Task details:
Begin at the top of the records and copy each line exactly. The line containing "positive clicks: (112, 190)" is the last one to include.

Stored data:
════
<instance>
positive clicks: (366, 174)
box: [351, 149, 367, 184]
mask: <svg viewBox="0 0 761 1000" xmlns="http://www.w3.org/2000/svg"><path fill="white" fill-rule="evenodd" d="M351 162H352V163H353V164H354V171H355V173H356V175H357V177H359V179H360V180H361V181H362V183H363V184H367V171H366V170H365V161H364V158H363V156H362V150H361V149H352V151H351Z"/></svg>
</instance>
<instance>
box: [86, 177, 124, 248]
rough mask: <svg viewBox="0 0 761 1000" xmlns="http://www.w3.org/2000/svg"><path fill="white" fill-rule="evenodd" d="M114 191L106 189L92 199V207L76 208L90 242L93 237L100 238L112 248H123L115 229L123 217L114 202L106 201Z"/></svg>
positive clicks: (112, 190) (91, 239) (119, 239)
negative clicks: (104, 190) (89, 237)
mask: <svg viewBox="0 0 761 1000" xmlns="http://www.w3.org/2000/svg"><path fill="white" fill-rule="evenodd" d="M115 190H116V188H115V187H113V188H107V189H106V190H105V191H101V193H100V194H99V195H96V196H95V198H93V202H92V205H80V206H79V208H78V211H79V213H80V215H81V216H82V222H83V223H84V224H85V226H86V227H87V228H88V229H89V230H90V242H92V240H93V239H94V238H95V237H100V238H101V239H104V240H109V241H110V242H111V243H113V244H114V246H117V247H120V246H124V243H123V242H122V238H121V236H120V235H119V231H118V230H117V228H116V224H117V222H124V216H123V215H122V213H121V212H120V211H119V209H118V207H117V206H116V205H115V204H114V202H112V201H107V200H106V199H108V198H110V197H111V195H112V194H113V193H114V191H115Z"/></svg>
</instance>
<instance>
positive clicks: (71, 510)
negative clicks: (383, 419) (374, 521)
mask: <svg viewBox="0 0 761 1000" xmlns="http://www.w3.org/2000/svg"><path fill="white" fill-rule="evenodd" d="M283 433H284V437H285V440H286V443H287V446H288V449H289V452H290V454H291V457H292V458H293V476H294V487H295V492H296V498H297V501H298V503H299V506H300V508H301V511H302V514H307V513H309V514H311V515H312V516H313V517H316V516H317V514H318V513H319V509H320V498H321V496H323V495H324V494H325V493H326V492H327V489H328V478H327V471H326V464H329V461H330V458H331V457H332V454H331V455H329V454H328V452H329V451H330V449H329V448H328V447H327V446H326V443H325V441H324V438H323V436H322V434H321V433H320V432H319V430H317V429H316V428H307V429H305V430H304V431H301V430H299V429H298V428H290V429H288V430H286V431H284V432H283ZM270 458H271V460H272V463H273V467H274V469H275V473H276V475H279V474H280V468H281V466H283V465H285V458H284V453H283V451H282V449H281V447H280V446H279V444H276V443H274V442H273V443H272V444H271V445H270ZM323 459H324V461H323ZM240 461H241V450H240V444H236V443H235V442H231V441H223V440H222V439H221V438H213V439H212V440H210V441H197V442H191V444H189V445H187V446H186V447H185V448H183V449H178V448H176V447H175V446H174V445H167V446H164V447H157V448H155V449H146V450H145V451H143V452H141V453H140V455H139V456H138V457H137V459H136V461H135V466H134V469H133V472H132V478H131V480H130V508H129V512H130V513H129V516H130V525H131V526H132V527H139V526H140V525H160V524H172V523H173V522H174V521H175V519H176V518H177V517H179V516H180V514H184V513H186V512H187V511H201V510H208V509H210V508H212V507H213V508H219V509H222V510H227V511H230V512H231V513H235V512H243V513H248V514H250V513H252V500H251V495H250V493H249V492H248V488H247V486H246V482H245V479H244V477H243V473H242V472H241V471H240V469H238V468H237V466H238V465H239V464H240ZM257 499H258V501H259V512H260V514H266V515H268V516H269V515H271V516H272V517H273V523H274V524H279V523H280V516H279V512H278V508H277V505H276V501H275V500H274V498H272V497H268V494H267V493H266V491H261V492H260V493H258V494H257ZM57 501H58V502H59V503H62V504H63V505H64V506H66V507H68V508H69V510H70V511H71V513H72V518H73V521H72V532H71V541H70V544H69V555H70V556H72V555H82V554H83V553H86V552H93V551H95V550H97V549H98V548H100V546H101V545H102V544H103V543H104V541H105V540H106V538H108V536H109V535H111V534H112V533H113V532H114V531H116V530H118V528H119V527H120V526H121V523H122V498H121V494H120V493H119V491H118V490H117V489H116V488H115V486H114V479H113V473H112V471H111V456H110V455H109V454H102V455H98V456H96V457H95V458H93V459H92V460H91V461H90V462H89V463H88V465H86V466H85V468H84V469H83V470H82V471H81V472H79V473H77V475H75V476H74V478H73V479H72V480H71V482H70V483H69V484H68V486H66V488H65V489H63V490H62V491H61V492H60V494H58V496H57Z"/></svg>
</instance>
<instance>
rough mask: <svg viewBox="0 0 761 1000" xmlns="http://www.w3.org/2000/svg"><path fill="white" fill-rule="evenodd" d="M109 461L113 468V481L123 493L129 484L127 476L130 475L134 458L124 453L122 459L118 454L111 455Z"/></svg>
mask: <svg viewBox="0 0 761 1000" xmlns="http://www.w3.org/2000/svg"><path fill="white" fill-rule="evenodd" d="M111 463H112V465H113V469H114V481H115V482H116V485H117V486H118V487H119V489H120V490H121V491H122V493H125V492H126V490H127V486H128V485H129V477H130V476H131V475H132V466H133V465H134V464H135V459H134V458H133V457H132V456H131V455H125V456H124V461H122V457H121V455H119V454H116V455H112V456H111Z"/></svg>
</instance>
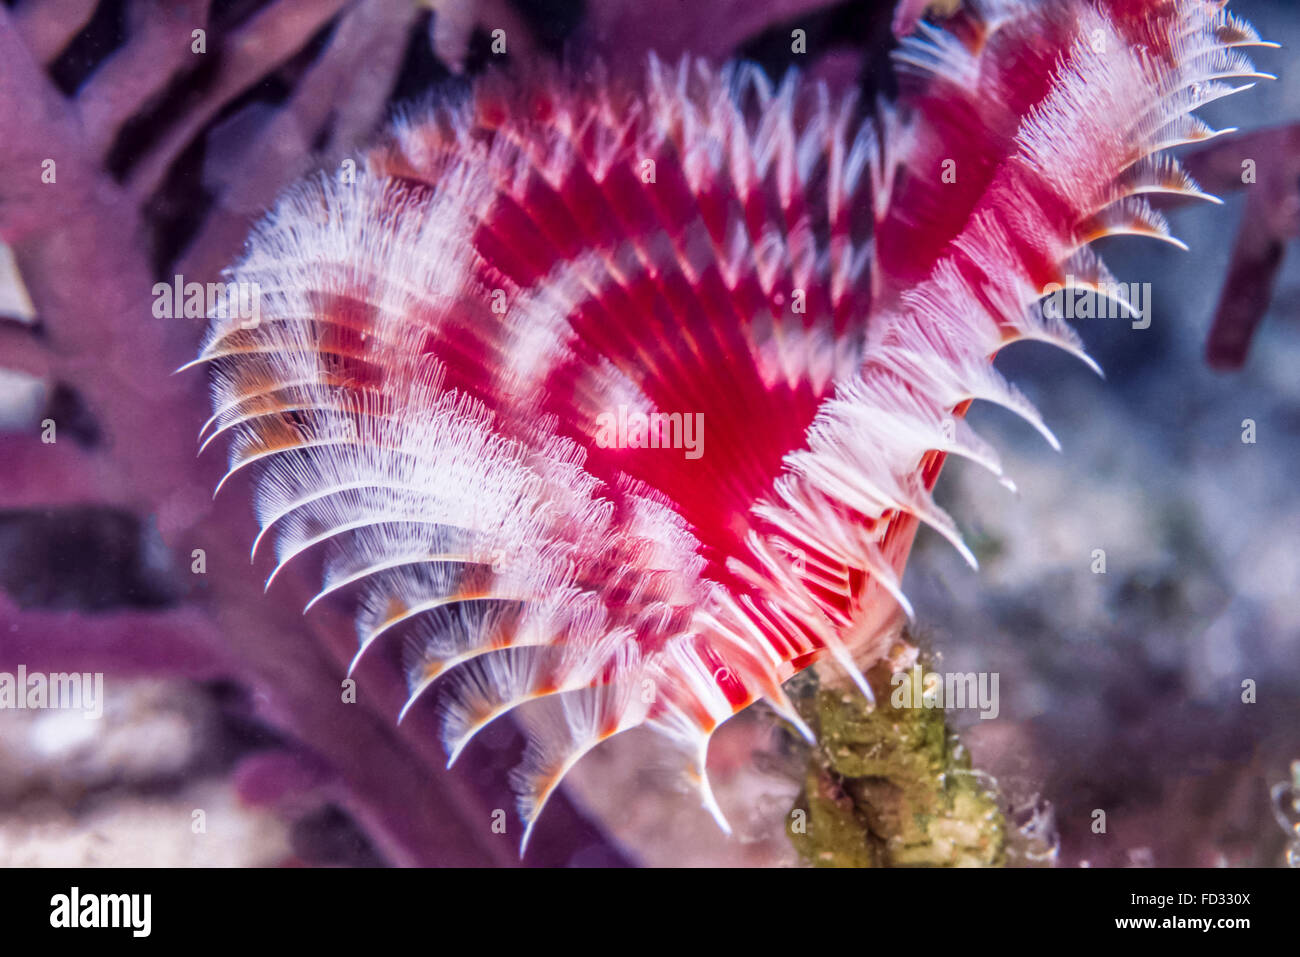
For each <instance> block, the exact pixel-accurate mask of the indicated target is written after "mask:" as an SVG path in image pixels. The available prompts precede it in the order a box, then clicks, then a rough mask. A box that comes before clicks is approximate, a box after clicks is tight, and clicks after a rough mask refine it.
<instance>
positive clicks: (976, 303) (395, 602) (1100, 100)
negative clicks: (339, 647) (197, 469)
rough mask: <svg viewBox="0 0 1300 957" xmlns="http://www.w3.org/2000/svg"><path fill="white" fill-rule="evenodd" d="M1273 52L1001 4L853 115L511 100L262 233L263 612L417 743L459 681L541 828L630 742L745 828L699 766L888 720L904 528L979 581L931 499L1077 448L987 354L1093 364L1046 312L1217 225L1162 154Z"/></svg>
════
Response:
<instance>
positive clicks: (366, 174)
box: [351, 149, 367, 184]
mask: <svg viewBox="0 0 761 1000" xmlns="http://www.w3.org/2000/svg"><path fill="white" fill-rule="evenodd" d="M351 162H352V163H353V164H354V171H355V173H356V175H357V177H359V179H360V180H361V181H362V183H363V184H367V171H366V170H365V161H364V158H363V156H362V150H361V149H352V151H351Z"/></svg>
</instance>
<instance>
box: [86, 177, 124, 248]
rough mask: <svg viewBox="0 0 761 1000" xmlns="http://www.w3.org/2000/svg"><path fill="white" fill-rule="evenodd" d="M114 191L106 189L92 199V207L76 208L90 242L93 237L100 238L112 248H123L115 229L123 217L114 202L106 201Z"/></svg>
positive clicks: (112, 190) (91, 239) (119, 239)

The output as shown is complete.